_Text section_.
————

Anyway, the girls are kind and informative. They both bring Nick into the conversation and talk directly to him. One of them raises her eyebrows just a touch when Nick suddenly lurches out of his seat to pour himself another half pint glass of wine from his box, but she’s seen his case notes and evidently knows the score.
They’re going to see where we’re at with his registration and get back to us next week.

3.30 Nick starts to eat his lunch. I have made him one of his favourite things, a
cheese ploughman’s on some nice crusty bread, with salad. After a few bites and a lot of coughing he stands up and says he can’t eat it because he has a wobbly tooth and it’s too uncomfortable to bite anything. Since when? Just today. What about the banana? I ask, but he says that was quite soft. Of course, being Nick, he hadn’t thought to mention it until now. I have a look and it really is wobbly. I microwave some soup but he says he can’t eat at all, which is a disaster as he needs to eat. Damn! It’s been on my to-do list for weeks to get him to a dentist. Start phoning around and manage to get him an appointment for the end of the afternoon – in the meantime hang out his washing and try to get on with all the admin I was going to do today, including work out why one of his standing orders hasn’t been paid. Meanwhile Nick has an hour’s siesta.

4.45 Call on my mobile from the Acme manager. He doesn't feel he can take this case on as they can't do what is on the care plan, i.e give Nick a shower, without either the appropriate bath fixtures or specific guidance from the OT who assessed him. (As I had worried, there has been no proper handover) Therefore he is taking steps to hand the case back to the short term intervention team. 
What does this mean? I quaver. Will anyone be coming to see him at all or what? 
He thinks that I should talk to social services (I can't as it is almost 5pm and I'm about to get Nick up to take him to the dentist) because at the moment he doesn't think it will be his team who comes back this for the evening call. Then again it might be, it just depends on how soon the council pick up the request to take back the service. We'll just have to wait and see.

————

_Information given_.
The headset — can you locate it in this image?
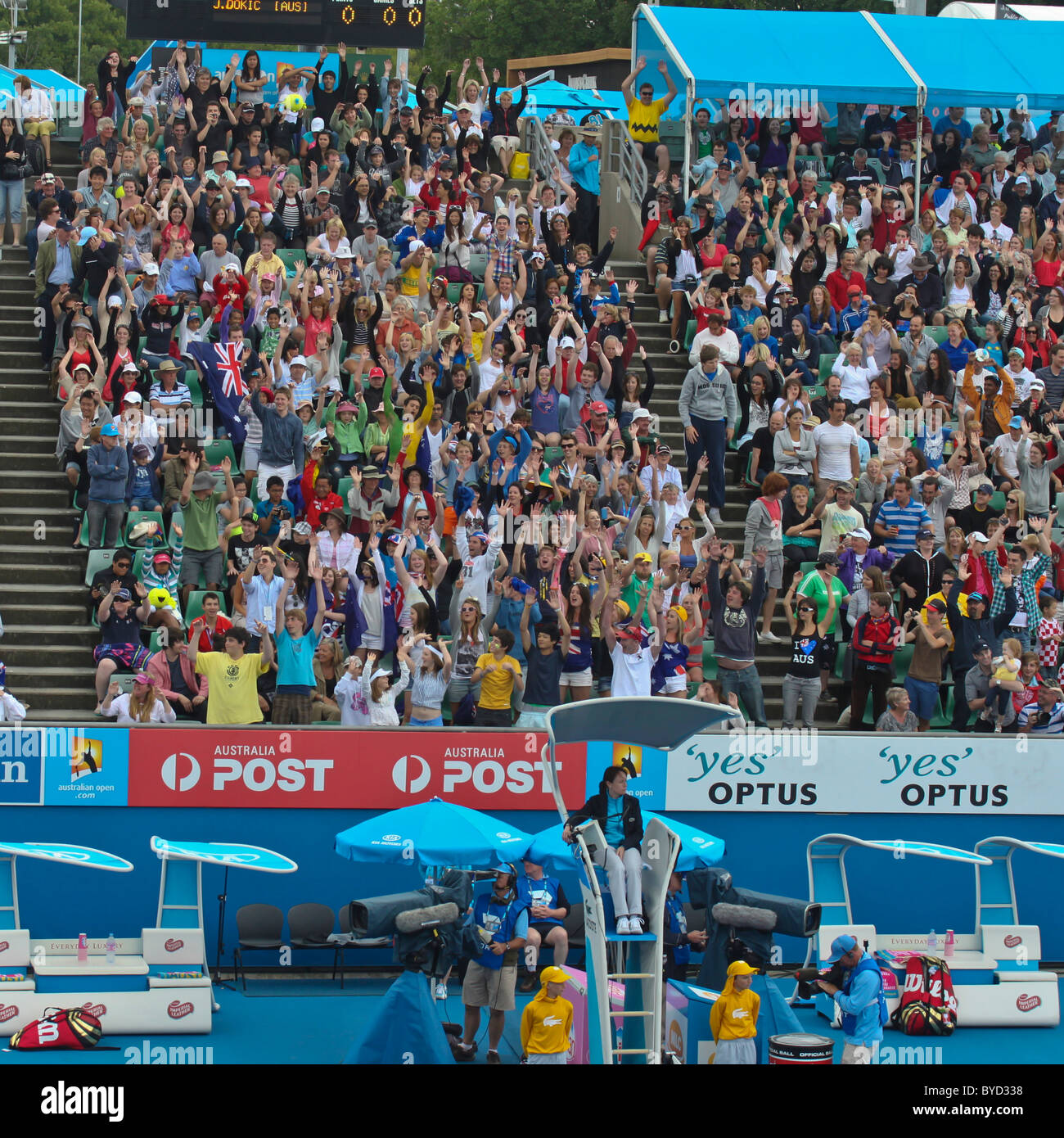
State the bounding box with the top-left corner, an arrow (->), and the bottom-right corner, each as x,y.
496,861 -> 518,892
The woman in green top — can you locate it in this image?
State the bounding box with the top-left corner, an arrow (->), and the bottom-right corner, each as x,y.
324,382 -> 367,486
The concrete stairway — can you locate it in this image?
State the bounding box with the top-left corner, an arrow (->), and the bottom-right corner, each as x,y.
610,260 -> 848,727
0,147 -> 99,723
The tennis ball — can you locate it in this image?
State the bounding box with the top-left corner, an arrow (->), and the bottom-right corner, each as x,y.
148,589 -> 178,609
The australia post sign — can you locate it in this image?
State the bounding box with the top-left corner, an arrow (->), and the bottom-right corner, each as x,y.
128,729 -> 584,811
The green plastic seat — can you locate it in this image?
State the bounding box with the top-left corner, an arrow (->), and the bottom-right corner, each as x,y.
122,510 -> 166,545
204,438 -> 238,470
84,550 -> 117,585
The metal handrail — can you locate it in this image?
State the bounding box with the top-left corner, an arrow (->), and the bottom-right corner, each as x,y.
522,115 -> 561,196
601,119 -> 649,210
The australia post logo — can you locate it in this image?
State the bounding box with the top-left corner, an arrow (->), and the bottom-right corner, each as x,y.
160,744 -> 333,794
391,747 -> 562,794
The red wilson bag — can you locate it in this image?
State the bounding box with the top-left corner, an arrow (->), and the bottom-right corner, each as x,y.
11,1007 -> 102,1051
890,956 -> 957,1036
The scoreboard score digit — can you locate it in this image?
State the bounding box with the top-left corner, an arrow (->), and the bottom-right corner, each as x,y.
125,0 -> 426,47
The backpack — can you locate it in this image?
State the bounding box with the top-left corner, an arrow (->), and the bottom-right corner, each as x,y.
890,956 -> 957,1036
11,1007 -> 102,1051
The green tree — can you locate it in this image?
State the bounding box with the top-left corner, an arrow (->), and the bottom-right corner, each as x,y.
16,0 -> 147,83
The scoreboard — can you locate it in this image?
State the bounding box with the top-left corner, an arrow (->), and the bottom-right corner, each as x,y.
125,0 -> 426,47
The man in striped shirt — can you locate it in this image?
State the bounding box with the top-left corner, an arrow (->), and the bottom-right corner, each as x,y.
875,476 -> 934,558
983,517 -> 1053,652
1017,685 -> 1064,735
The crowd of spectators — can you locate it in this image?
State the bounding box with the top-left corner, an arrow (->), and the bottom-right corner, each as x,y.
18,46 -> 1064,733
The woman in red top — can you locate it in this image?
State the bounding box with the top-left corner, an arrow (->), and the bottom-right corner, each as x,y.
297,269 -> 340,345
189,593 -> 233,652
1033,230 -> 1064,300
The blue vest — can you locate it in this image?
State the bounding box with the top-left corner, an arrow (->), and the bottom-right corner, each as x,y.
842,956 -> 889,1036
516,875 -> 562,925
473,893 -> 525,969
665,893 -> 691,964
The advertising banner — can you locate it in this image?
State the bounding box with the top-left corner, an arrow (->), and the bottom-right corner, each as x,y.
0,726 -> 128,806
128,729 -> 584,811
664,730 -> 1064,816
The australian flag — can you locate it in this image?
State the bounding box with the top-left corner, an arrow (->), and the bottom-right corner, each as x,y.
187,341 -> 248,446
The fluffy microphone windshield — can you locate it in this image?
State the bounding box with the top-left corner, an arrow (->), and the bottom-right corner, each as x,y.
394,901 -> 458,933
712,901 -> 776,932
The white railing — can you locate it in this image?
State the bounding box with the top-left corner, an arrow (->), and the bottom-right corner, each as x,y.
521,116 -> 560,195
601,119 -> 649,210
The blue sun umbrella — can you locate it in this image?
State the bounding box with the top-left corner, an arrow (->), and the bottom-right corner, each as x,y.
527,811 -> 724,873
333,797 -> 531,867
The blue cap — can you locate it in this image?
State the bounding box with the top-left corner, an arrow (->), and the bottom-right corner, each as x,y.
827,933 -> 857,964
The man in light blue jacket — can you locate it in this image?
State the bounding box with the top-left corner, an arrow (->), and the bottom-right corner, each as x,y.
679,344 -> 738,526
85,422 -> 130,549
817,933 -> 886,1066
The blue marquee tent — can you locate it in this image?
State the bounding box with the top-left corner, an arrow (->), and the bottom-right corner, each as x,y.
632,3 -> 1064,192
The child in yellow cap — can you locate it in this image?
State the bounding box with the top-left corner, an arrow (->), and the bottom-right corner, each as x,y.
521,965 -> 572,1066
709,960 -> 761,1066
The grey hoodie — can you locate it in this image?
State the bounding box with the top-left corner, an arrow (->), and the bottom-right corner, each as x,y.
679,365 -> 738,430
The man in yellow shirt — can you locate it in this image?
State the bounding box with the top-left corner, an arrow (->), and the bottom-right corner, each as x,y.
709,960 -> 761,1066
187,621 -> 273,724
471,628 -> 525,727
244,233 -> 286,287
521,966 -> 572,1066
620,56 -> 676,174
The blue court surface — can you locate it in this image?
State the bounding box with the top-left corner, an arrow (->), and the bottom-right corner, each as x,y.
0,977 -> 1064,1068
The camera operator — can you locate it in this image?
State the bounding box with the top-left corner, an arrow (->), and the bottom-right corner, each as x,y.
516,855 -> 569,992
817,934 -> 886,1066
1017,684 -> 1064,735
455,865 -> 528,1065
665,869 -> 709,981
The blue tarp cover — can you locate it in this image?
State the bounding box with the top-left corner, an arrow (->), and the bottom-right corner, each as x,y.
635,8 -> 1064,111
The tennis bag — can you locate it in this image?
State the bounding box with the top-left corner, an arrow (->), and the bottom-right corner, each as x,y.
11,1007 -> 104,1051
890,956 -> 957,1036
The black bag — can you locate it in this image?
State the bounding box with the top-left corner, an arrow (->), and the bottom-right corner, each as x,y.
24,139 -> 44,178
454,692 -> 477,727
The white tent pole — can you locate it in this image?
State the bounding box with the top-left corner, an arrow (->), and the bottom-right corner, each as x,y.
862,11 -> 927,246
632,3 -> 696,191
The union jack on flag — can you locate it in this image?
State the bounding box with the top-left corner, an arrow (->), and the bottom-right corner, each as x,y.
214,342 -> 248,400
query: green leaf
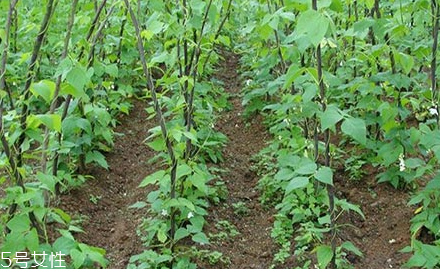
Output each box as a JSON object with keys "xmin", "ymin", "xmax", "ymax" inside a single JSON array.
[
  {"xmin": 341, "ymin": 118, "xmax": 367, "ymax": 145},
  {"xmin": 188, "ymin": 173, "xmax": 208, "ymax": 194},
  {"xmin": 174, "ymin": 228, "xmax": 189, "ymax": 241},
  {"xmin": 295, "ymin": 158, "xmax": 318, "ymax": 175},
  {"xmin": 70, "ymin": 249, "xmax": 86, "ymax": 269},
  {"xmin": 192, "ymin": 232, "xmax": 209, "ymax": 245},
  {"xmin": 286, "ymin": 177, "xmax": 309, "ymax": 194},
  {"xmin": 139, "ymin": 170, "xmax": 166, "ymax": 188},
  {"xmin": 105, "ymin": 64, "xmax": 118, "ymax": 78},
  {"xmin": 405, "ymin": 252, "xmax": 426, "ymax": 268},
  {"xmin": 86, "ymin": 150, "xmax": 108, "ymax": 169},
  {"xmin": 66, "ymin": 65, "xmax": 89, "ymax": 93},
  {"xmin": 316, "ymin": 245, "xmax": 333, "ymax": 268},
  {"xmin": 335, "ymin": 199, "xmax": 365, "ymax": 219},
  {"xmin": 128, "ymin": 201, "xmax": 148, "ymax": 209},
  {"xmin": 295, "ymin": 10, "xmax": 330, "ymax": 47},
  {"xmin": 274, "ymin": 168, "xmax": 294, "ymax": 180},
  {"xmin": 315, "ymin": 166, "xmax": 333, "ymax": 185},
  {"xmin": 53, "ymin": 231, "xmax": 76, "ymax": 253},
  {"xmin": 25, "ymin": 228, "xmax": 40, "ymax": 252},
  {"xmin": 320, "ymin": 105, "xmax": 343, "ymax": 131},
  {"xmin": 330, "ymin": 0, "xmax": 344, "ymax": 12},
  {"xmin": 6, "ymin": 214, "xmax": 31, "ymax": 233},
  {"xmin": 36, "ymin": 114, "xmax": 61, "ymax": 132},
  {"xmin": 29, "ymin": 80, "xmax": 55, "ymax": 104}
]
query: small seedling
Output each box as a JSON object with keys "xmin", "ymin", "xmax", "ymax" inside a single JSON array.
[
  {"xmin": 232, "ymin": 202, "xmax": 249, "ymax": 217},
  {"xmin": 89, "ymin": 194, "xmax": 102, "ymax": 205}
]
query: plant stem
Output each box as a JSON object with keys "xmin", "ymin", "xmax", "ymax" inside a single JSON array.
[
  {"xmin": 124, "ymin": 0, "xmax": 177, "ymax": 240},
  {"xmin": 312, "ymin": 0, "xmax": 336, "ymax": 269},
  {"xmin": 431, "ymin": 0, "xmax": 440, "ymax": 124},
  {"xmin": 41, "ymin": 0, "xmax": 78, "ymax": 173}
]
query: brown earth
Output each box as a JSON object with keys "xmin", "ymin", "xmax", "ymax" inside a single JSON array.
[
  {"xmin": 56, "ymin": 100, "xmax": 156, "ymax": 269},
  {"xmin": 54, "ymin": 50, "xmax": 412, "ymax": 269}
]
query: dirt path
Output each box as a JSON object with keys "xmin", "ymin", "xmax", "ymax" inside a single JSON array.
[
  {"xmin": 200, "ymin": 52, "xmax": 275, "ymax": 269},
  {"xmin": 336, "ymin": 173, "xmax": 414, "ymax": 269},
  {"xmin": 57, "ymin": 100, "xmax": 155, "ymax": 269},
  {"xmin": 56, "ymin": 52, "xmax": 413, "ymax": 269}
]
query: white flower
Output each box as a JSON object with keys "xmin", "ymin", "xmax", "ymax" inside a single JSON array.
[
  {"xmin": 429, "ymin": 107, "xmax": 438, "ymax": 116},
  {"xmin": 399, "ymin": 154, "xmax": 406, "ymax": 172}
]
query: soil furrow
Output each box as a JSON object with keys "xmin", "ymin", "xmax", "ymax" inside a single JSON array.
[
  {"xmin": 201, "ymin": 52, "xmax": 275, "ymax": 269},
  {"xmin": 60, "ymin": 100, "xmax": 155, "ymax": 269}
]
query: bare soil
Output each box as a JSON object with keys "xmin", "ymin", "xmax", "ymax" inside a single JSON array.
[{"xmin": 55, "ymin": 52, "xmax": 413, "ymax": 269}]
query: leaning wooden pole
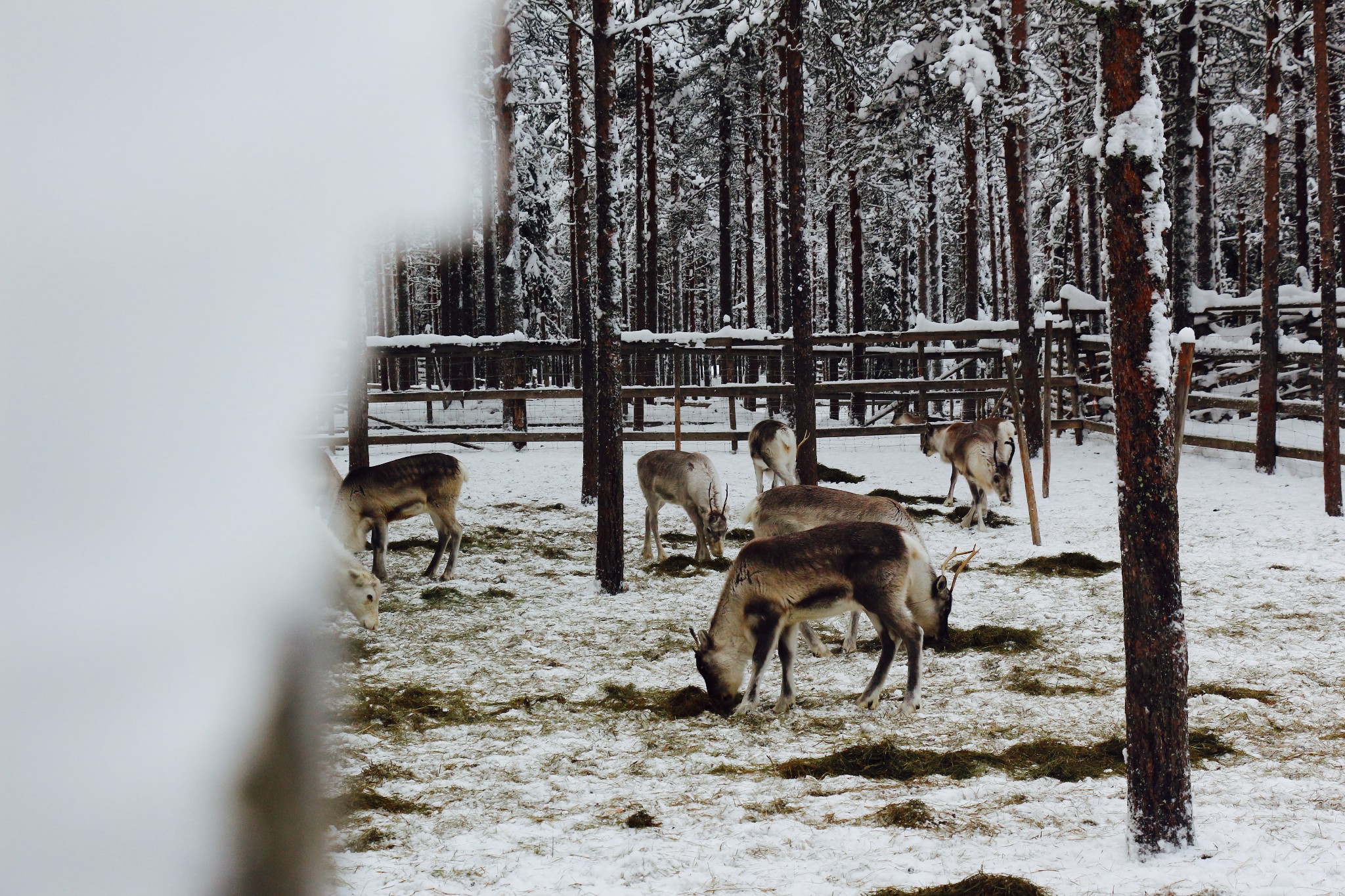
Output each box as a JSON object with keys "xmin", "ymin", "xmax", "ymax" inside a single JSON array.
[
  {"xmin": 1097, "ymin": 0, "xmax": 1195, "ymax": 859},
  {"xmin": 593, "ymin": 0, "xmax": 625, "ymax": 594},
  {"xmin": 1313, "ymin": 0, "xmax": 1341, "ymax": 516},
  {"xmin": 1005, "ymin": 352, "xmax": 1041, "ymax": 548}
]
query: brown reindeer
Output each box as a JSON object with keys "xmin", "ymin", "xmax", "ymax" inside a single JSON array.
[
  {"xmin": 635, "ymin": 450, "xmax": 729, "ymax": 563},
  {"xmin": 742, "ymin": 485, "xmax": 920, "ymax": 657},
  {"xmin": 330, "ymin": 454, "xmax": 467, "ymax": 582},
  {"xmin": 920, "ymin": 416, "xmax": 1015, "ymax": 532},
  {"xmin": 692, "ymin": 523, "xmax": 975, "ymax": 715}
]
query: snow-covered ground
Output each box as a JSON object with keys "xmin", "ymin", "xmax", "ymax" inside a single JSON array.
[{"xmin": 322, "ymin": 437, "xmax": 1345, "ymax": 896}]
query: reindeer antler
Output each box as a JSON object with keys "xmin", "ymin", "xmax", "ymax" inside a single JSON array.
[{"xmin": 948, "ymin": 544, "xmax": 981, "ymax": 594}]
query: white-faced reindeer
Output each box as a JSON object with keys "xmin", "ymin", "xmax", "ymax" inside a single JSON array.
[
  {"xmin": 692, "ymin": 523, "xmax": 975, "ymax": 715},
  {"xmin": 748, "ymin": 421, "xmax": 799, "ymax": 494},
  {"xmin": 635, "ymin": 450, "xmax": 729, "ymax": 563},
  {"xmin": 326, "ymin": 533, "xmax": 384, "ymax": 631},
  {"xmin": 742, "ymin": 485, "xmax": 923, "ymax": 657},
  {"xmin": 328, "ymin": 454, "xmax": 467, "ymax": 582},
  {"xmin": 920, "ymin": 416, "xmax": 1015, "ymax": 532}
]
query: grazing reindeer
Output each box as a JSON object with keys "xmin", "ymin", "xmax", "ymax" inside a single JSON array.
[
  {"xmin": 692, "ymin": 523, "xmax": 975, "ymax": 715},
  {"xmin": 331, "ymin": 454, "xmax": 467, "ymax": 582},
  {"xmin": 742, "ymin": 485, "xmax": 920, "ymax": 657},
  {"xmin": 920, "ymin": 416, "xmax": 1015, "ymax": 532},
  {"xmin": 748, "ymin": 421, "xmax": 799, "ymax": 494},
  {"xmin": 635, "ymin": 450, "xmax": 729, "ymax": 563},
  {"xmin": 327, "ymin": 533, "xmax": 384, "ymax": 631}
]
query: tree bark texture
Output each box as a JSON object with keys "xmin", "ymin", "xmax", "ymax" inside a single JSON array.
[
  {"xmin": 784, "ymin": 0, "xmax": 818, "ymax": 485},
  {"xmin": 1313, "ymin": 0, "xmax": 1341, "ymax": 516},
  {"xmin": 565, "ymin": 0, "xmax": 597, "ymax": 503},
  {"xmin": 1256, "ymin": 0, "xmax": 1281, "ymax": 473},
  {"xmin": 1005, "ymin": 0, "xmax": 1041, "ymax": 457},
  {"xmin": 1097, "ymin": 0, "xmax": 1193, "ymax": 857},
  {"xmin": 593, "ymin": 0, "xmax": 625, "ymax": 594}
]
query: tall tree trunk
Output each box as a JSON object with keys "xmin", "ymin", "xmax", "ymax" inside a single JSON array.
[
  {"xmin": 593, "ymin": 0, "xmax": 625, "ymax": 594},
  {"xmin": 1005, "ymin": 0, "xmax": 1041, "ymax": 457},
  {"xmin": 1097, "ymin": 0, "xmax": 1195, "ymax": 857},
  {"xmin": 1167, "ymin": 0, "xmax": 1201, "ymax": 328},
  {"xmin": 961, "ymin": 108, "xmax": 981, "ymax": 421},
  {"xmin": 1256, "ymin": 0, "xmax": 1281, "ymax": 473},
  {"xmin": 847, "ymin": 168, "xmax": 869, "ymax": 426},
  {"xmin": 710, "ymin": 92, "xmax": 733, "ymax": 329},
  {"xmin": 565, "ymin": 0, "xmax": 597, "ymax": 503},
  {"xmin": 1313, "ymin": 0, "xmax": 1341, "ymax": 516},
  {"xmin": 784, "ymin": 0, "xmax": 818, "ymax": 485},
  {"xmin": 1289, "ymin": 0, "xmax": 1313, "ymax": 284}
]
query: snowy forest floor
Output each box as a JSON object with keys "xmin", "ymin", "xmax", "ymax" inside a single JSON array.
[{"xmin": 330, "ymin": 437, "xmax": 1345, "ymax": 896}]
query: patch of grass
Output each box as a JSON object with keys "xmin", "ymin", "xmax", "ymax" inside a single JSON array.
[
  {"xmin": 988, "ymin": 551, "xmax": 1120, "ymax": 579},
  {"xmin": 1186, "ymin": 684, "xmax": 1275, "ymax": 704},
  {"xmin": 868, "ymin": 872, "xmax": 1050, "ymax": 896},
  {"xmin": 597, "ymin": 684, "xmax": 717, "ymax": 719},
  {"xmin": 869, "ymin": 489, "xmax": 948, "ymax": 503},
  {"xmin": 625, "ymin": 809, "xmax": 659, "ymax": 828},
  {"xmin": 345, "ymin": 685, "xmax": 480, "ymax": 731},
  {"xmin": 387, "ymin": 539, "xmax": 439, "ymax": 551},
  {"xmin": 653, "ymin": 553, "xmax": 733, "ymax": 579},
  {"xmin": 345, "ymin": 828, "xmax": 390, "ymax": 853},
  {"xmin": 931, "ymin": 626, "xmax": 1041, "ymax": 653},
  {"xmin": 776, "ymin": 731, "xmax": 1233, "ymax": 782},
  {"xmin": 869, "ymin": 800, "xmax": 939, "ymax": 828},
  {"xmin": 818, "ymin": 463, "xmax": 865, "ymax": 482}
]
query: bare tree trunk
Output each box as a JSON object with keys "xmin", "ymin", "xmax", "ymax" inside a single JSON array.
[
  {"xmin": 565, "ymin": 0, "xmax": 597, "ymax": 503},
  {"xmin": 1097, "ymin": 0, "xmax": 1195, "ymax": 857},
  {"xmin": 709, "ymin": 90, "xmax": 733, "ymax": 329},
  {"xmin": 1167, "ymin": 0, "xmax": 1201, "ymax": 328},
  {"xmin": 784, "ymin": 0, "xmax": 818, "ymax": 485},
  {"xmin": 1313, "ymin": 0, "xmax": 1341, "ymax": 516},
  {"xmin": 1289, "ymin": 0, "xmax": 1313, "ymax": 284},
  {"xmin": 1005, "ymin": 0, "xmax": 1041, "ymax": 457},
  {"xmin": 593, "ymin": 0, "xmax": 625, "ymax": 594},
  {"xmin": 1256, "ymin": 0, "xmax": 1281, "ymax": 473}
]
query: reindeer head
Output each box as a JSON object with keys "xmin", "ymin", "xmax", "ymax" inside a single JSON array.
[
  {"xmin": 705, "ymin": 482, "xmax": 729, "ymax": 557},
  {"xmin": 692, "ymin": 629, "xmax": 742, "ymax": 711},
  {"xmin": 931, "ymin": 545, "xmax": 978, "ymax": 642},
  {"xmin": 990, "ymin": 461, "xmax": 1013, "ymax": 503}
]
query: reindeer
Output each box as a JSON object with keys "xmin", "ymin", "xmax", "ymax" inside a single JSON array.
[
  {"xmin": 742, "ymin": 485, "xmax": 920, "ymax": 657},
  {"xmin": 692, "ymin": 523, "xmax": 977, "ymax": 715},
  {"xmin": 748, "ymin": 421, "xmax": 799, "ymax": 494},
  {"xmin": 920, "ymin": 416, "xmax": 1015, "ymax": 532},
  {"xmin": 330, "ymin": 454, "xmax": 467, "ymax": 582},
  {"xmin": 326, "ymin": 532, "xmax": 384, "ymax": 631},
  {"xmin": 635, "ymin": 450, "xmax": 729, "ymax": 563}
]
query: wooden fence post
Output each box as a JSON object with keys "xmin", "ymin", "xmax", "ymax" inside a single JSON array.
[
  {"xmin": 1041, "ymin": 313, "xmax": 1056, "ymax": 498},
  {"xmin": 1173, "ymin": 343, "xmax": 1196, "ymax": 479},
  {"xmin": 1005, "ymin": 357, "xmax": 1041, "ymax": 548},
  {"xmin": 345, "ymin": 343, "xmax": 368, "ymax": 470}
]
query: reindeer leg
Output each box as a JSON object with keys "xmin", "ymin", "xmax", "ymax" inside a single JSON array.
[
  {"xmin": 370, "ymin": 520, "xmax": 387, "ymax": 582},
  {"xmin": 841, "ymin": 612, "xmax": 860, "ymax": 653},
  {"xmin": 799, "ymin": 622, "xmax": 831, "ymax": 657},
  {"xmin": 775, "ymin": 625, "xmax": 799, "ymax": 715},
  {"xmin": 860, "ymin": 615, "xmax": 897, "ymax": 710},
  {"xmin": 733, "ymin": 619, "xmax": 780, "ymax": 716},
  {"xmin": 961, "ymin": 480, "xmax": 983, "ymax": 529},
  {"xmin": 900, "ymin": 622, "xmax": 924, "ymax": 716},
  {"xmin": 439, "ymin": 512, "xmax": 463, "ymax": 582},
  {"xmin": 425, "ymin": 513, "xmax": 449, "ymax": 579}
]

————

_Work to complete_.
**a.** In the diary about caring for Nick, what reason does Nick give for not being able to eat his cheese ploughman's?
**b.** Carry on the diary about caring for Nick from its last sentence.
The data come from a different source than the diary about caring for Nick.

_Results by task_.
**a.** He says he has a wobbly tooth and it's too uncomfortable to bite anything.

**b.**
5.00 Off to the dentist. It turns out that Nick has not one but two wobbly teeth, his bottom front ones. His teeth are not in a great state at all and the dentist, who is extremely sympathetic and thorough in his explanations, says that it's often a problem with HD patients as it's so hard to brush their teeth properly. Sometimes they come loose through all the accidents and spasms too. But in the meantime two teeth need to come out - Nick has a local anaesthetic and bingo! they've gone before you can say, "Tom Sawyer". There's a lot of blood. The gums can't be stitched as they normally would because of the movements, but it's all packed with antiseptic gauze and luckily Nick seems to heal very quickly. His mouth is going to be sore though and he needs to stick to soft foods tonight. I buy ice cream on the way home and take him back to the flat for a rest. 

Is anyone going to come tonight and if so, who? Later on I go back and meet the Acme manager again who has returned with a female carer. He's still not sure what's happening but his colleague will see us in the morning with more information. I feed the cats and make some dinner for Nick and hang out with him for a while, checking that he feels ok, that the bleeding has stopped and that he's not drinking much. "I'm just having two glasses, with water" he says, and once again I trust him. And once again I turn out to have been an idiot to believe him.